**Task goal:**
Reproduce the section of the Elmhurst hospital shooting report that begins with "Within minutes, officers" and ends with "later, police said.", swapping "Paramedics" for "Emergency responders".

──────── Selected passage

ELMHURST, Ill. (CBS) -- A man allegedly shot his stepdaughter in the face in the parking lot of Elmhurst Memorial Hospital Wednesday night, and then shot and killed himself in his car while she was in treatment at the hospital, officials alleged.

As CBS 2's Charlie De Mar reported, police called what happened an isolated domestic incident, but the hospital was placed on lockdown for a time.

Police said, around 7 p.m., officers responded to reports of a gunman in the hospital's west parking lot, after 44-year-old Imelda Shek came into the emergency room with a gunshot wound.

Within minutes, officers found her stepfather, 73-year-old Robert Shek, with a gunshot wound in a car in the parking lot. Paramedics brought him into the emergency room, where he died a short time later, police said.

Imelda Shek later was transferred to Loyola University Medical Center in Mawyood, where she was being treated for her wounds.

────────────────
──────── Provided data

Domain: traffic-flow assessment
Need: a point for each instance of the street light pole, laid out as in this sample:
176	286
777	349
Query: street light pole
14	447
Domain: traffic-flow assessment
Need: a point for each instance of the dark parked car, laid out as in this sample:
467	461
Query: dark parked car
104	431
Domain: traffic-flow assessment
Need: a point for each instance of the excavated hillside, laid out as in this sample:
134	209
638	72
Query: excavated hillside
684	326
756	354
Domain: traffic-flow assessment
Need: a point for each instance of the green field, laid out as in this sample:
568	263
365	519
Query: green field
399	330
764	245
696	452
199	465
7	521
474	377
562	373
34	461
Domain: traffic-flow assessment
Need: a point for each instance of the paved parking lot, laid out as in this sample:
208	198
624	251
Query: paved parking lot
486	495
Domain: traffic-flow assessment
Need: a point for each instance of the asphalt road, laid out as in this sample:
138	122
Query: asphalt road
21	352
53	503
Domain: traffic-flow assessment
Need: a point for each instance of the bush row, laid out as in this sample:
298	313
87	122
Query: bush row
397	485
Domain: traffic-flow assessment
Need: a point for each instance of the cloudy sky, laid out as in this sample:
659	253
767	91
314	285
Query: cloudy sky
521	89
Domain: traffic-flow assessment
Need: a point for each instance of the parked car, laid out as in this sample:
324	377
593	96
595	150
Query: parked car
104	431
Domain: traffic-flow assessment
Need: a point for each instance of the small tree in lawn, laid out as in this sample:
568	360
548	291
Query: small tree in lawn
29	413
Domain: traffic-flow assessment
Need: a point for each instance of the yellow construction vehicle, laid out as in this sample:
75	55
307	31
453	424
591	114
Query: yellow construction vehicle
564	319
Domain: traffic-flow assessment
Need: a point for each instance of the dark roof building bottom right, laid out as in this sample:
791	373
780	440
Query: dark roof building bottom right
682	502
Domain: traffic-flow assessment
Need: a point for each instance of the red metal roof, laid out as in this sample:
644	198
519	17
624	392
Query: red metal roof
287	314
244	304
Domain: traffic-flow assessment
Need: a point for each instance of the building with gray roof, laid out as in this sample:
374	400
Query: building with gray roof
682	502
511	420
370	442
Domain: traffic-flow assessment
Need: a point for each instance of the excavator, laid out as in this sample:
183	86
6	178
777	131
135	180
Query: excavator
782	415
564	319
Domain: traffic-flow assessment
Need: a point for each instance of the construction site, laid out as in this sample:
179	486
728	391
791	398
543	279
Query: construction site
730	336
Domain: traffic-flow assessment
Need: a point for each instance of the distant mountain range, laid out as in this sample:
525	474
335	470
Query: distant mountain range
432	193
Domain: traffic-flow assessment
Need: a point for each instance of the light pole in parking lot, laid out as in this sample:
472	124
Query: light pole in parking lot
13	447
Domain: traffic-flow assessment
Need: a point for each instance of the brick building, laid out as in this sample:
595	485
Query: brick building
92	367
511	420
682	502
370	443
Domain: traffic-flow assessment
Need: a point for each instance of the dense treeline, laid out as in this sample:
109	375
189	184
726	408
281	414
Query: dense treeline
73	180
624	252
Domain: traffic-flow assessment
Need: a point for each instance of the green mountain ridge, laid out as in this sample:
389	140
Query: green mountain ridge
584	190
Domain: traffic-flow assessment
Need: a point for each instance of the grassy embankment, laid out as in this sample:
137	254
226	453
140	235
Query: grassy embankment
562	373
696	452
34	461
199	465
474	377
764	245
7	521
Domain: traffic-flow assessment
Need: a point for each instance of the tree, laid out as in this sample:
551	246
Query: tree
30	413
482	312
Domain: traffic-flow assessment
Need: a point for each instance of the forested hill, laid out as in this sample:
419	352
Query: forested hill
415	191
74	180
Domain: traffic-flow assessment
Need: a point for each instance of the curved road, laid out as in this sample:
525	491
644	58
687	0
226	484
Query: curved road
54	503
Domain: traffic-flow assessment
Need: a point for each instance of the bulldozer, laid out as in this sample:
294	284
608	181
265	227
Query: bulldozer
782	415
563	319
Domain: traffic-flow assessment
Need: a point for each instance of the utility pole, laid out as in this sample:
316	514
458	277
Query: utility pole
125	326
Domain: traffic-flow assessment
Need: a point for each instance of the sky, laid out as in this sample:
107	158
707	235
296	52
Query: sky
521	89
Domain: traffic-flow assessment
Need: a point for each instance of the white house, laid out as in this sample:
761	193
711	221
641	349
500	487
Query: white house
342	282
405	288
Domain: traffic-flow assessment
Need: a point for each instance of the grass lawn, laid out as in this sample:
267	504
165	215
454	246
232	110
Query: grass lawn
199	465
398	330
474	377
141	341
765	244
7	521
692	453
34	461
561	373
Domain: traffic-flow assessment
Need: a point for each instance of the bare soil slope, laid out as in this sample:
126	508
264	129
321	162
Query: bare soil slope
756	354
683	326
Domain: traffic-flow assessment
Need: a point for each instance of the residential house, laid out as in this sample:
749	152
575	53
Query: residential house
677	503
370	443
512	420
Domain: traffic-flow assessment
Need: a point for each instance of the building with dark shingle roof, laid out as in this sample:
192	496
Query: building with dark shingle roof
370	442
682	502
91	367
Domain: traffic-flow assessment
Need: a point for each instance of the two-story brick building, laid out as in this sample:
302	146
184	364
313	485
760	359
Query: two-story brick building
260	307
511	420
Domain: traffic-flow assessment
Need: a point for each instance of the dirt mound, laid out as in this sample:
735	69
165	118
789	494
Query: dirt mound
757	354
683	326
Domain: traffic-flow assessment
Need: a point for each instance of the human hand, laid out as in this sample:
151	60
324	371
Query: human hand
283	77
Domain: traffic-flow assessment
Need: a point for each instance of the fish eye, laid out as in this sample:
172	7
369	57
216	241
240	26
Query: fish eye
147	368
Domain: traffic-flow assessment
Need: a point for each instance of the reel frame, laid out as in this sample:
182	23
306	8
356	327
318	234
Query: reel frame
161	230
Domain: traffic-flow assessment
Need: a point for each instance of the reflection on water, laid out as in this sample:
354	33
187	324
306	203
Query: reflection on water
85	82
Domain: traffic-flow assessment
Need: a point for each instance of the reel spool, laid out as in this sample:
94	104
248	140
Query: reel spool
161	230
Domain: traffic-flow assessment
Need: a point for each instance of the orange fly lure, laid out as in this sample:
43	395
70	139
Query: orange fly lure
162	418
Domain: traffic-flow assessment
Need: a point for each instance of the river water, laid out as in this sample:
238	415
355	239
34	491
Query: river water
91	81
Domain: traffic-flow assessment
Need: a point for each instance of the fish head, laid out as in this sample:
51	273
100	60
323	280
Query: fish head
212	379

────────────────

**Result of this task:**
Within minutes, officers found her stepfather, 73-year-old Robert Shek, with a gunshot wound in a car in the parking lot. Emergency responders brought him into the emergency room, where he died a short time later, police said.